- **DOCUMENT EXTRACT**
## BEGIN

I was still pretty nervous, so I went as early as possible (9am) so the traffic wasn't bad. I was somewhat relieved that my examiner was a woman because the male examiners looked unfriendly. After we walked out the building together, we bumped _smack _into each other because she thought the car was right in front of us, but it was a few spaces over. How embarrassing. xD

The road test itself was short and easy, except for the part when I had to back up straight after the 3-point turn. After three attempts, I still wasn't successful and hit the curb. I was thinking: _oh lord, she's going to fail me because of this._ My heart raced as I was trying to control my breathing, worrying if it sounded loud or unsteady.

When we got back, I ended up parking at the grocery store, a few blocks away from DMV. Oops. She got out and rushed ahead of me towards the building. Not a single word. Not even so much as a glance at me. I thought silence was a bad thing. When I caught up to her inside, she told me how much my license was, and then I was like... o_o _OMG THANKS!_. Gave the thumbs up to my mom who waited and was happily on my way. =D To think that I was afraid of that all these years... *shakes my head*


----------



## kennyc (Nov 15, 2011)

Congrats! :boogie


----------



## bkhill5 (Mar 11, 2012)

Yay! You have your freedom now  I bet you can't stop smiling huh?


----------



## Ventura (May 5, 2009)

Wow congrats!!!!!! 

Driving can be fun, try to relax!! :boogie


----------



## TryingMara (Mar 25, 2012)

Congratulations! It's a wonderful feeling to finally get it especially after you've dreaded driving for so long. I was uncomfortable at first but now I actually enjoy it. With a liitle more time, you'll most likely feel more comfortable. Well done! :clap


----------



## Secretly Pretentious (Dec 18, 2011)

That happened to me too when I first got my license. The driving proctor got out of the car and left without a word. I was left there wondering "Soooooooooooo...did I pass? :sus"

Congratulations, Laila! It really is a huge accomplishment, particularly for those of us with SA. I have always found driving to be a bit anxiety-provoking, but the independence is so worth it. No more having to ask people for rides! :clap


----------



## Daft (Jan 5, 2012)

It's kind of like learning to ride a bicycle. A giant metal bicycle with flammable substances.

## END

- **DIRECTION**
Print the part of the driving test thread starting with "That happened to" and going on through "(Jan 5, 2012)". Work only from the driving test thread.

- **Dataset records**
## BEGIN

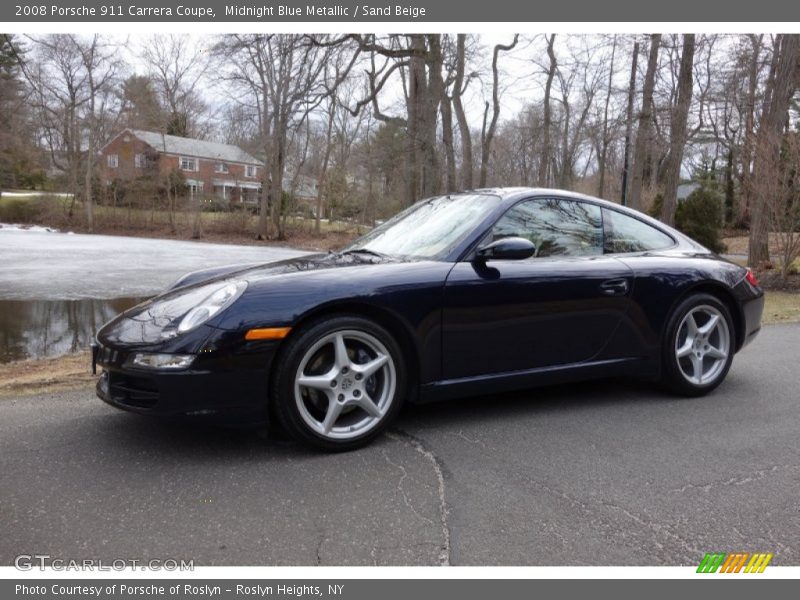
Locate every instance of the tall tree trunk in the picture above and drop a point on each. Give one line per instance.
(449, 150)
(488, 134)
(544, 163)
(680, 115)
(459, 87)
(781, 85)
(324, 167)
(746, 158)
(641, 149)
(601, 166)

## END

- **REPLY TO THE EXERCISE**
That happened to me too when I first got my license. The driving proctor got out of the car and left without a word. I was left there wondering "Soooooooooooo...did I pass? :sus"

Congratulations, Laila! It really is a huge accomplishment, particularly for those of us with SA. I have always found driving to be a bit anxiety-provoking, but the independence is so worth it. No more having to ask people for rides! :clap


----------



## Daft (Jan 5, 2012)